**Passage to read**:
Defendant Priit Kutser, whose failure to appear in court last month caused a more than week-long interruption in the trial centered around suspended Tallinn mayor and former longtime Center Party chairman Edgar Savisaar, was unable to produce proof of his illness to the court on Tuesday.
Asked by the court why he did not attend the the Sept. 20 hearing where he was due to testify, Kutser claimed that he was ill. Asked by the court to specify what he did then, Kutser said that he sent an email to his family doctor with a request to file a certificate for sick leave.
The court was to discuss offense episodes involving Kutser on Sept. 27-28 as well, and canceled these hearings due to Kutser's alleged illness.
Asked by the court why the certificate for sick leave has been annulled, Kutser said that he did not know. "All of a sudden there was panic — after I had asked for a certificate for the court," Kutser said, adding that he had recovered from his illness last Wednesday. "I then sent an email with a request to close the certificate for sick leave, but I haven't received a response to that."
When the court asked whether it was logical that on Sept. 26 he requested a house call from the doctor but was well enough the following day to ask for the certificate for sick leave to be closed, Kutser claimed it was the doctor who had made a mistake in handling the certificate. Kutser said the doctor had called at his door, but they didn't meet since they didn't have an agreement on that.
According to the explanation provided to the court by the family doctor, Kutser on Sept. 20 asked for certificate for sick leave to be opened. However, as it soon became clear that Kutser is currently unemployed, the doctor canceled the certificate. A few days later, Kutser demanded from the doctor a certificate to the effect that he had been unable to attend the court hearing on Sept. 20 due to serious illness.
The doctor explained to him that such a certificate cannot be issued post-factum and issuance of the certificate would have required a physical examination of the patient by the doctor on the day in question. Kutser then asked for the doctor to see him in his home, but he was not home and did not return a phone call when the doctor called at his door on the evening of Sept. 26.
Asked by the court if he had a certificate to produce to the court to the effect that he was unable to attend trial as a result of serious illness, Kutser answered in the negative.

[Dataset entries]

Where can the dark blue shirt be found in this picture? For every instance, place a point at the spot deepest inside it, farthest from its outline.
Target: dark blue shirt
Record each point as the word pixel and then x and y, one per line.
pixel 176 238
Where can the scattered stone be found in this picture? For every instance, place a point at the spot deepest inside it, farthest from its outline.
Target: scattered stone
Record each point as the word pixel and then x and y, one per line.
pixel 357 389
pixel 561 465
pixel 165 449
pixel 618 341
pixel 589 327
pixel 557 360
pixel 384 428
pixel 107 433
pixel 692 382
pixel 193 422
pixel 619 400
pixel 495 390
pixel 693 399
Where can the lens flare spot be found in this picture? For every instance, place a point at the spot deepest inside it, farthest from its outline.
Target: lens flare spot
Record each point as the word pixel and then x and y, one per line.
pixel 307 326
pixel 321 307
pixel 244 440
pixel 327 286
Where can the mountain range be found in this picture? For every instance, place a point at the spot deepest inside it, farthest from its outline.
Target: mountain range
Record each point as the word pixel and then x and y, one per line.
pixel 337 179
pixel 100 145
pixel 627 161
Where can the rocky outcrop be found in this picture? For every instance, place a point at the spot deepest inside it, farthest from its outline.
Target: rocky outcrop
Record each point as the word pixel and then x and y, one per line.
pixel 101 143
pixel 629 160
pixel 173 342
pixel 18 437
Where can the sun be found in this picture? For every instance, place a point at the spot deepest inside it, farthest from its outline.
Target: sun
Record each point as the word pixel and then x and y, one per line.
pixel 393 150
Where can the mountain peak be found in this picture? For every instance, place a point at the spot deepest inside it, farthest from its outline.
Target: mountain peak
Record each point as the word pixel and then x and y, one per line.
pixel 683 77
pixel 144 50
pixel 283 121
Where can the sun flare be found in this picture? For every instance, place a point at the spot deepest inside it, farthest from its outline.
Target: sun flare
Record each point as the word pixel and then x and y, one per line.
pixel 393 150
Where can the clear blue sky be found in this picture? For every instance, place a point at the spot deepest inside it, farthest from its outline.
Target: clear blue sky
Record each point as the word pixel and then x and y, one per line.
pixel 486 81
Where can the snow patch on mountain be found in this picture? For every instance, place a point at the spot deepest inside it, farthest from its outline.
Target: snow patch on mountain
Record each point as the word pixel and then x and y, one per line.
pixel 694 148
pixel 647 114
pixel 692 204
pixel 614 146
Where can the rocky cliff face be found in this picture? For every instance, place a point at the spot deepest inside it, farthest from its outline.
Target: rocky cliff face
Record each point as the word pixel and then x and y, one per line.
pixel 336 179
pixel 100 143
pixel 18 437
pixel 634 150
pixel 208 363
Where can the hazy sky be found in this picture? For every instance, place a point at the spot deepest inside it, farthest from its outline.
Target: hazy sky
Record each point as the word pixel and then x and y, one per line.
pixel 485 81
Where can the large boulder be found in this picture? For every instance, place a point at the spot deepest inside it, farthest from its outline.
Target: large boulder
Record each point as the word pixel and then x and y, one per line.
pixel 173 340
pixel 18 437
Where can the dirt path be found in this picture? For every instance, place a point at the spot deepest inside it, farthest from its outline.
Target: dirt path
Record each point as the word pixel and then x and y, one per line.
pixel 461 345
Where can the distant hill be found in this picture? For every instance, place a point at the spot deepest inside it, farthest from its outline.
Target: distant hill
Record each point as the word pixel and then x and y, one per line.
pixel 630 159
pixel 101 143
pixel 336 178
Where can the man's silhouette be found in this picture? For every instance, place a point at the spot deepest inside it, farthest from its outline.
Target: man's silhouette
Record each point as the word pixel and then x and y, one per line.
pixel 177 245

**Work instructions**:
1. Answer these questions using the court report on Priit Kutser:
(a) On what date was the hearing at which Kutser was due to testify?
(b) According to the family doctor, why was the certificate for sick leave canceled?
(c) When did the doctor call at Kutser's door?
2. Write a continuation of the court report on Priit Kutser, starting after its final paragraph.

**Responses by task**:
1.
(a) Sept. 20
(b) It became clear that Kutser is currently unemployed.
(c) On the evening of Sept. 26

2.
The Public Prosecutor's Office then said that it's clear that the defendant failed to appear in court without valid grounds and the court has the right to fine him. The court said it will decide on an ongoing basis what to do in regard to Kutser.
Charges against Savisaar
The Office of the Prosecutor General has charged Savisaar in using Tallinn city budgetary funds for the benefit of the Center Party and himself, i.e. embezzlement on a large-scale basis, by an official and by a group, as well as in four cases of accepting bribes, money laundering and the acceptance of prohibited large-scale donations to the Center Party. The Center Party has also been charged as a legal entity.
Charged with bribing Savisaar are businessmen Aivar Tuulberg, Alexander Kofkin, Hillar Teder and Vello Kunman. Tallinn City Council chairman Kalev Kallo has been charged with assisting in the making and accepting of bribes; former politician Villu Reiljan is charged with arranging a bribe of Savisaar. Põhja-Tallinn deputy city district elder Priit Kutser has also had to stand trial.
Hearings began in the case on June 12, when the defendants stated that they understood the charges but did not plead guilty.
Businessmen Paavo Pettai and Tarvo Teder as well as MP Siret Kotka-Repinski and acting mayor of Tallinn Taavi Aas have already testified as witnesses in the trial. The court has also been able to hear several subordinates of businessman Alexander Kofkin, employees of Hillar Teder's companies as well as city officials.
Of the defendants, Reiljan and former Tallinn official Priit Kutser have given their testimonies. The latter hoped that his case would be closed for reasons of expediency, but the Office of the Prosecutor General did not agree with that.
On Aug. 9, Harju County Court separated materials pertaining to Reiljan from the criminal case in order to pursue a plea deal with the businessman.
Court: Closing case would be premature
The court has also been able to listen to records of audio surveillance carried out on the defendants and review written evidence. The court said it did not agree to the appeals of some defenders to close the defendants' cases for reasons of expediency.
"Ending proceedings under that motive would only be in question as last resort and the court believes that there is currently no reason to employ such a last resort, first and foremost because the court currently lacks a comprehensive overview of the scope of the case," Harju County Court said. "Currently, the decision to end proceedings for reasons of expediency would be premature."
The court has also investigated written evidence about Savisaar's financial affairs, disclosing that Savisaar was interested in owning cash and allowed others to pay for his everyday domestic expenses.
During the trial, the condition of Savisaar's health has worsened on several occasions, and the suspended Tallinn mayor has been taken to the hospital for evaluation on two such occasions.